- Supplied information:

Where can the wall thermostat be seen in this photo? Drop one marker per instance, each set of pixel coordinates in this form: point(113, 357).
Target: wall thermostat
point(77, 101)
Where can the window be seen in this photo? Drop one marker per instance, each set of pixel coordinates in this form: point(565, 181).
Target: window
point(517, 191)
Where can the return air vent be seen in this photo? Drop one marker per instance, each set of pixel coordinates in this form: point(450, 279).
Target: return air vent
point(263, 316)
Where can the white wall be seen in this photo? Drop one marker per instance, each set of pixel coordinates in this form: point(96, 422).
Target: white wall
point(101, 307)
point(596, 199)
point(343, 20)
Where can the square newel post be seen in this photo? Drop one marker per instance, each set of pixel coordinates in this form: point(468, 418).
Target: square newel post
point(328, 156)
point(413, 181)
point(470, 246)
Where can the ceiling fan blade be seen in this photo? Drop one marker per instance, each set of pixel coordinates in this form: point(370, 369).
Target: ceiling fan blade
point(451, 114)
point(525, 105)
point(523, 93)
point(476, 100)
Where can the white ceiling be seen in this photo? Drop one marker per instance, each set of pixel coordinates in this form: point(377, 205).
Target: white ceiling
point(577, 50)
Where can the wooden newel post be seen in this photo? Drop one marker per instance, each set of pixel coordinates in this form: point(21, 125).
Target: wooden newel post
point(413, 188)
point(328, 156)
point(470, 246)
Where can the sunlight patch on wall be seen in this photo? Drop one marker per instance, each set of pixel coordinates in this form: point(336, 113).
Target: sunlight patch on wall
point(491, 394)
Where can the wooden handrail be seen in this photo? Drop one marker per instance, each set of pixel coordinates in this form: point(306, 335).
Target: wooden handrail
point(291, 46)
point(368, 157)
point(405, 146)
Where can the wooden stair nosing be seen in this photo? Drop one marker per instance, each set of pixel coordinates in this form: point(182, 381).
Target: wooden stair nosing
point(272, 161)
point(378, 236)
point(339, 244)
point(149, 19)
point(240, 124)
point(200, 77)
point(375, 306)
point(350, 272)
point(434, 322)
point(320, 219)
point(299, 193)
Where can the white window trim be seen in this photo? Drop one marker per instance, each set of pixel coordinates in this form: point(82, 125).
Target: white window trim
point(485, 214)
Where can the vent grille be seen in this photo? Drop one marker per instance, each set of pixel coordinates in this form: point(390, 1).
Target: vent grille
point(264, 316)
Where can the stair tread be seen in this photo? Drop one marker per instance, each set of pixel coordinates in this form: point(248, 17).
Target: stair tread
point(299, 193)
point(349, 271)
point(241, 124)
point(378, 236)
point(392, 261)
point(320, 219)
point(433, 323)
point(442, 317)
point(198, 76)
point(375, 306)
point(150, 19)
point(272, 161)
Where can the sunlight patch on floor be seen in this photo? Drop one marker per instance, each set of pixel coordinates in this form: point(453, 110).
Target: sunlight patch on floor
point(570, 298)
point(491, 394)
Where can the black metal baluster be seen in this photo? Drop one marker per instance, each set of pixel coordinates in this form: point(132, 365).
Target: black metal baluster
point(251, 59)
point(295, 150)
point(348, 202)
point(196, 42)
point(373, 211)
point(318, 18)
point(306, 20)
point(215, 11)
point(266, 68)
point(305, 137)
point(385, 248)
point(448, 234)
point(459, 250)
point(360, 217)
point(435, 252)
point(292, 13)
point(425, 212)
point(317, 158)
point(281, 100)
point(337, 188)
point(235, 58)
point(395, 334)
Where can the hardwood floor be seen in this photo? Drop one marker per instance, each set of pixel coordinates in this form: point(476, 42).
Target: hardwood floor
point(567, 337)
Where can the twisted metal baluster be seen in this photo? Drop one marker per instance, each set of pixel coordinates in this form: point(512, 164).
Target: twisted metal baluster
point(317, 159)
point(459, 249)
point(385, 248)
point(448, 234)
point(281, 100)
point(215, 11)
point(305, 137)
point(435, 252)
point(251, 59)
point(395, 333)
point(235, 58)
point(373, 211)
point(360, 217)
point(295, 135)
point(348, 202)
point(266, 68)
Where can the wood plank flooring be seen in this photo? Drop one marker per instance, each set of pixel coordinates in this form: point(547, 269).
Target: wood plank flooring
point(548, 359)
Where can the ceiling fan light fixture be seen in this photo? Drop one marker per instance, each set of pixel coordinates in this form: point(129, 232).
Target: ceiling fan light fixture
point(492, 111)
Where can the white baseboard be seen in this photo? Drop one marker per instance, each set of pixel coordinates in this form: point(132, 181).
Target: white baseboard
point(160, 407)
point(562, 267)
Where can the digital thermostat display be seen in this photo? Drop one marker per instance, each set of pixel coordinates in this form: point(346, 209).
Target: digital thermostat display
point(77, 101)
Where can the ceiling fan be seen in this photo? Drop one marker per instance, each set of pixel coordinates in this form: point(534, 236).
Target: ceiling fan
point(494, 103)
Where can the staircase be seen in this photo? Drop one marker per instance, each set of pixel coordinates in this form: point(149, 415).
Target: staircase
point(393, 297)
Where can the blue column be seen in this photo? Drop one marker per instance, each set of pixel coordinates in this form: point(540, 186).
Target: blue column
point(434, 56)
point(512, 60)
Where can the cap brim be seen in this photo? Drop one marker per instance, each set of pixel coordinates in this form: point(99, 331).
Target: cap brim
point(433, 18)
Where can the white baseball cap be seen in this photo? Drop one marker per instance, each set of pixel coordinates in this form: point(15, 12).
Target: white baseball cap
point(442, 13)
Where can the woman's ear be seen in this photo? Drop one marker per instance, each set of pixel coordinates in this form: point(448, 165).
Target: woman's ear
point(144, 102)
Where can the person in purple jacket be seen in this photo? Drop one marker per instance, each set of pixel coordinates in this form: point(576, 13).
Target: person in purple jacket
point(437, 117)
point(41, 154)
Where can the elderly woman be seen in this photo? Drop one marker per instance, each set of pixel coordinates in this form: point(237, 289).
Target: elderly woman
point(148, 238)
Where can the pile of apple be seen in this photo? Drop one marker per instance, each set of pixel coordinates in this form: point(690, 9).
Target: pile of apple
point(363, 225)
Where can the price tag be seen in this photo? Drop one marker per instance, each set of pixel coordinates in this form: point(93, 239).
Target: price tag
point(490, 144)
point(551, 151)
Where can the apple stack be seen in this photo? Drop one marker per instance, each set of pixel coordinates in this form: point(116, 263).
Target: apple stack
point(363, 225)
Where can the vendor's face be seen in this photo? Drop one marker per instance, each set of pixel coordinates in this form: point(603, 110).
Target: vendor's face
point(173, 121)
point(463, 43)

- What this task involves: Switch "marker" to "pin" in the records, starting at the line that contains "Where can the cap" and ending at the line that contains "point(148, 238)", and give only those lines again with everything else unchanged.

- Answer for this exercise:
Where can the cap brim be seen in this photo? Drop one pin per instance, each set of pixel coordinates in this form: point(99, 331).
Target: cap brim
point(433, 18)
Where can the white baseball cap be seen in this photo? Drop one pin per instance, each set of pixel coordinates in this form: point(15, 12).
Target: white baseball cap
point(442, 13)
Where can the woman's ear be seen in this photo? Drop one pin per instance, each set of pixel coordinates in this form: point(448, 165).
Target: woman's ear
point(144, 102)
Where can the person in purple jacket be seen in this photo? Drop one pin per instance, each set of pixel coordinates in this form: point(576, 13).
Target: person in purple jacket
point(437, 117)
point(41, 154)
Where can the elderly woman be seen in this photo? Drop one pin per instance, each set of pixel coordinates in this form: point(237, 289).
Target: elderly woman
point(148, 238)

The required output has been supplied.